TASK OBJECTIVE:
Rewrite the data from the line containing "For the photo above, indicate every instance of the eye with" through the line containing "column 437, row 476", replacing "pin" with "marker" and changing nothing else.

EXERCISE MATERIAL:
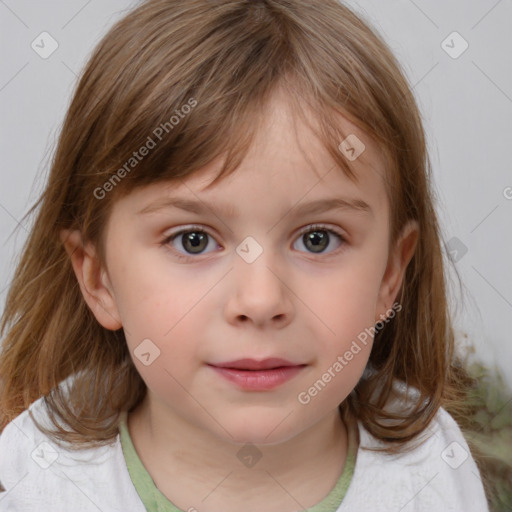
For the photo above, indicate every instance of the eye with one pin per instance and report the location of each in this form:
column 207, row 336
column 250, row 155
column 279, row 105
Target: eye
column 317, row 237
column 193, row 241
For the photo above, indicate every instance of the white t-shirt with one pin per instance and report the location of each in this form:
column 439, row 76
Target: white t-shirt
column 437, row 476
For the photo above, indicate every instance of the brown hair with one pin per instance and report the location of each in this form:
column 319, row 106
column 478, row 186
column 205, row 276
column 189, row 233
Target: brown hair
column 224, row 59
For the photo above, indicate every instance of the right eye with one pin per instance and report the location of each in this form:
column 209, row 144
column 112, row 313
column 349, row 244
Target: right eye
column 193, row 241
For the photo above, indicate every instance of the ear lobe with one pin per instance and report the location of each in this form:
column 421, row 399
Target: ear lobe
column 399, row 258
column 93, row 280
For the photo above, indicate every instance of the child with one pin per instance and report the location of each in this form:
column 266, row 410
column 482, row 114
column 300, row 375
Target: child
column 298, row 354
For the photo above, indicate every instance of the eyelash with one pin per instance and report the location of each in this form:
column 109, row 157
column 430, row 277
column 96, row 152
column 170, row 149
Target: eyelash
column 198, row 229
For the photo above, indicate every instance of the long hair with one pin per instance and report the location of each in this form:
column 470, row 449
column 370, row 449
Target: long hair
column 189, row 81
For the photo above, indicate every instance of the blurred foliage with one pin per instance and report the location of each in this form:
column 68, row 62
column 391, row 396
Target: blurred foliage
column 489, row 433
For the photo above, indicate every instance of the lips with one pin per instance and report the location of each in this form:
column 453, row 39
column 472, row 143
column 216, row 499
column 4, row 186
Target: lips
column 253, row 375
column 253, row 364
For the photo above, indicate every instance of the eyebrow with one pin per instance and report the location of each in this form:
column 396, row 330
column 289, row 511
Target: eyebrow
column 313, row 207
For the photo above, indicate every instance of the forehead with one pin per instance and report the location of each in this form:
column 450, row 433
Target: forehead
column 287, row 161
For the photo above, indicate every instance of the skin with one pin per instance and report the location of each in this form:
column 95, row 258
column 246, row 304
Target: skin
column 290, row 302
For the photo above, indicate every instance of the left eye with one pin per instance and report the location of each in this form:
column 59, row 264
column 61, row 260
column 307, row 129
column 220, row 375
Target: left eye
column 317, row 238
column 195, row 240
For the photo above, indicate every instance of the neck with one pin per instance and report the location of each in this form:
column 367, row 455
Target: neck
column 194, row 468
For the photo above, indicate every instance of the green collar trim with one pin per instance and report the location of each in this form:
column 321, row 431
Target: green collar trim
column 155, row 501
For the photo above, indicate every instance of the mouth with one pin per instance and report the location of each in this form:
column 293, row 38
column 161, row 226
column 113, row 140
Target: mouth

---

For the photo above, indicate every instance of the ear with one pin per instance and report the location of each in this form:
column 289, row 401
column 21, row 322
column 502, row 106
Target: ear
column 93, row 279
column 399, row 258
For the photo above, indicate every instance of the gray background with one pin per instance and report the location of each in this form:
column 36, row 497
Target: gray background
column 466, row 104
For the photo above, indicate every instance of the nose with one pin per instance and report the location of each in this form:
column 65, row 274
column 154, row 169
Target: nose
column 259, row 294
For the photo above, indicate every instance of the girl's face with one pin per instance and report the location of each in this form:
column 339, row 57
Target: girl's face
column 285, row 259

RESPONSE:
For the photo above, indicate every instance of the eye with one marker per instance and report the location of each in this form:
column 207, row 336
column 250, row 155
column 279, row 105
Target: eye
column 317, row 237
column 193, row 241
For the photo above, indicate every instance of the white t-shirt with one marker per instance and report the location of each in this form:
column 439, row 76
Target: white t-shirt
column 437, row 476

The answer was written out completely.